• _Exercise details_: Each line of the data below that holds the word "cream" is to be reported in full.

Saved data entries
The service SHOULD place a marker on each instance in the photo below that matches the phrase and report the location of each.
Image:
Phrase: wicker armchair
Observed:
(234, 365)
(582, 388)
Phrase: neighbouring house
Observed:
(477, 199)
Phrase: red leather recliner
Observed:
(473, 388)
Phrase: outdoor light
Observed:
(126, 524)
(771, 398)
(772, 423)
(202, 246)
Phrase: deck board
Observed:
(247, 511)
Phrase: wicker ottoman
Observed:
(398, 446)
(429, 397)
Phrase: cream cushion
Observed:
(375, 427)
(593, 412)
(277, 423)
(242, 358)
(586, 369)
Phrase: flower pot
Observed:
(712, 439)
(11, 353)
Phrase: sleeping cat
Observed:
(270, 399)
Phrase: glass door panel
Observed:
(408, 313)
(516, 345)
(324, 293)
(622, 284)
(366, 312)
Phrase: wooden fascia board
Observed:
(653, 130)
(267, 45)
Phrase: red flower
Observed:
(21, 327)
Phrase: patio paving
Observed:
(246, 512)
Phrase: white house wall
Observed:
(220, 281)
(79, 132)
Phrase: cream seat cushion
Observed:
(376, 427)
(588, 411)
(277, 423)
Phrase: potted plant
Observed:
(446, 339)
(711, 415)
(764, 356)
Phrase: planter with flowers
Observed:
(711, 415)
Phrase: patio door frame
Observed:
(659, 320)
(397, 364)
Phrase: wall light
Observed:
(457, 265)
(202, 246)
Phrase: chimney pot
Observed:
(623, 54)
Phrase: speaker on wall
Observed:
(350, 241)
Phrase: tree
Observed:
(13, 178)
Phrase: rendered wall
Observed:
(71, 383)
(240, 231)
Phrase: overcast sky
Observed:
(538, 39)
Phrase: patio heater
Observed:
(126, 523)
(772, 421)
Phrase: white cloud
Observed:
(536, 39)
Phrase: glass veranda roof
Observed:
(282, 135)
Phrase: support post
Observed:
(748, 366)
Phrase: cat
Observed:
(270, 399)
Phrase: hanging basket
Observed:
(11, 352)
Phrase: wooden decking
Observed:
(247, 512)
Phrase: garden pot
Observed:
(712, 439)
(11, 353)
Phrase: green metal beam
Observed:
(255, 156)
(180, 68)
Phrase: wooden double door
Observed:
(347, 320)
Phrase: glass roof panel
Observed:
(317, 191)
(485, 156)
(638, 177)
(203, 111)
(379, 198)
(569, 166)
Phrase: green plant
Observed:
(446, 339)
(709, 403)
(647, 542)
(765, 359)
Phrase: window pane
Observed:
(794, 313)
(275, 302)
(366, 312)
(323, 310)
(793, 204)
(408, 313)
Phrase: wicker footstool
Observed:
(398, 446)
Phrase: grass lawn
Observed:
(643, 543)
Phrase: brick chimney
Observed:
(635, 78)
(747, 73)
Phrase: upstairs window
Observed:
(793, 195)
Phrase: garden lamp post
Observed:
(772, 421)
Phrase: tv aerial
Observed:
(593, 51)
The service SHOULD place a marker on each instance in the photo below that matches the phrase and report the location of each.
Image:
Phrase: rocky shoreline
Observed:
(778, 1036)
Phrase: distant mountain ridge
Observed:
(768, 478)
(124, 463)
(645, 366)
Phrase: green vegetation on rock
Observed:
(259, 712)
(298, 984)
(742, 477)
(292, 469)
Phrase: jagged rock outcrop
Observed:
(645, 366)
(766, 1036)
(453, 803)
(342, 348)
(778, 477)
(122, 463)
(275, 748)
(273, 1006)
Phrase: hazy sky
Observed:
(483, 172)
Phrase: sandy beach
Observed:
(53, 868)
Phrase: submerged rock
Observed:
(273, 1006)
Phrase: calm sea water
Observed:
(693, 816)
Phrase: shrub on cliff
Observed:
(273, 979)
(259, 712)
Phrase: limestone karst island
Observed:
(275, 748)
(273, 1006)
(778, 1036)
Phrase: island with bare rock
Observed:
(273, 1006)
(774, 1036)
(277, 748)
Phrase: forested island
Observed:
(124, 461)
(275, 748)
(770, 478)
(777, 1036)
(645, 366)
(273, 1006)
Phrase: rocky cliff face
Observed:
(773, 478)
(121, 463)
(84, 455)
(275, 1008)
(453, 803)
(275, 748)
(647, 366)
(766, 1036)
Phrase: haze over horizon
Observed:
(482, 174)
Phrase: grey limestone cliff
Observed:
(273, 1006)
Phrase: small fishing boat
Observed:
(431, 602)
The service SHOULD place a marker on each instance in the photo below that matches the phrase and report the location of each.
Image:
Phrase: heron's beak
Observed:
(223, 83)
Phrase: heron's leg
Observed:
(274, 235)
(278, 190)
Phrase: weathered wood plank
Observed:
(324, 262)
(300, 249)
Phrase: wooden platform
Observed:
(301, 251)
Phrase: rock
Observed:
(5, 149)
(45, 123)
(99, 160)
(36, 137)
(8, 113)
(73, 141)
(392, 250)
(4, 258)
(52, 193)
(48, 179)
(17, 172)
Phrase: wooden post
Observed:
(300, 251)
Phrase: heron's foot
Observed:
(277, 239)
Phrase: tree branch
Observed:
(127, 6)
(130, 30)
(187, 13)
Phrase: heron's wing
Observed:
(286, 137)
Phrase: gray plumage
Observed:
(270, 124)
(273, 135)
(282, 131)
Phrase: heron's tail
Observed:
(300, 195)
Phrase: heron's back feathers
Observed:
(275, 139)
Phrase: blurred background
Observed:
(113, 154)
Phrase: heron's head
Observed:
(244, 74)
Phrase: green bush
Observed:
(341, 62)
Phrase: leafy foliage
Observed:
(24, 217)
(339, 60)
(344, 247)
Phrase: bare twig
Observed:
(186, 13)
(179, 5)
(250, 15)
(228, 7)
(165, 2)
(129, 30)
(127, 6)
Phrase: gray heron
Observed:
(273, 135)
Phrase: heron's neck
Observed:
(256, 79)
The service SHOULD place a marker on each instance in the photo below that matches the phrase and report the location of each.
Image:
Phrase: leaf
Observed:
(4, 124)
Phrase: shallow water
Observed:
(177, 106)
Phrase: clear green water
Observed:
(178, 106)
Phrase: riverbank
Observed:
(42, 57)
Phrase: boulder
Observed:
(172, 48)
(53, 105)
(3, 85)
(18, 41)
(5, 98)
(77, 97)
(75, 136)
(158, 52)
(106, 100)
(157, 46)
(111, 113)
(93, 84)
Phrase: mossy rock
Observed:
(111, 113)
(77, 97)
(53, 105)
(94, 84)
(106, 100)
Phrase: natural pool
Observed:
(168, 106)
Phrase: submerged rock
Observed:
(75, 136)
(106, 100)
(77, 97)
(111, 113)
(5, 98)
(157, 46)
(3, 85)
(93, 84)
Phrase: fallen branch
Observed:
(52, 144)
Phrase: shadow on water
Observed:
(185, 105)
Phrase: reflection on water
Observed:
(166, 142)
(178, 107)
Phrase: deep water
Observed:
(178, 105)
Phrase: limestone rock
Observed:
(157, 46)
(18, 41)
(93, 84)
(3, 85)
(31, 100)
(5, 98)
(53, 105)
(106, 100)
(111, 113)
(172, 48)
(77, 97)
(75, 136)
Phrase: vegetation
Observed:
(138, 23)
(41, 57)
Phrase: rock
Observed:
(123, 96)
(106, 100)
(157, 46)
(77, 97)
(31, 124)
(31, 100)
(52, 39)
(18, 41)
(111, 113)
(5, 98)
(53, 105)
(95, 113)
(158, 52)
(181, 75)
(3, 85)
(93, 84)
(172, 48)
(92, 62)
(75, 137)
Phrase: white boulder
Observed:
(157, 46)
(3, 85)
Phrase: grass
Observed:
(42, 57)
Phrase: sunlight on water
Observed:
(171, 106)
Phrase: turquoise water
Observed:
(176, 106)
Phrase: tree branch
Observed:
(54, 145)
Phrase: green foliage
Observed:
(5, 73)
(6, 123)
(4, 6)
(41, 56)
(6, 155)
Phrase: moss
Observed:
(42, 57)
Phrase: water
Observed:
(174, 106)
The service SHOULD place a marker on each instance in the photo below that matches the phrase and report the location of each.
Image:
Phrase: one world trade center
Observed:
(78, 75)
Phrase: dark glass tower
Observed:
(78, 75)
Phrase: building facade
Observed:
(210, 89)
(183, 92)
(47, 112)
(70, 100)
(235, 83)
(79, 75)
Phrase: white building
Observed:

• _Answer to this problem_:
Phrase: cream cushion
Phrase: cream seat cushion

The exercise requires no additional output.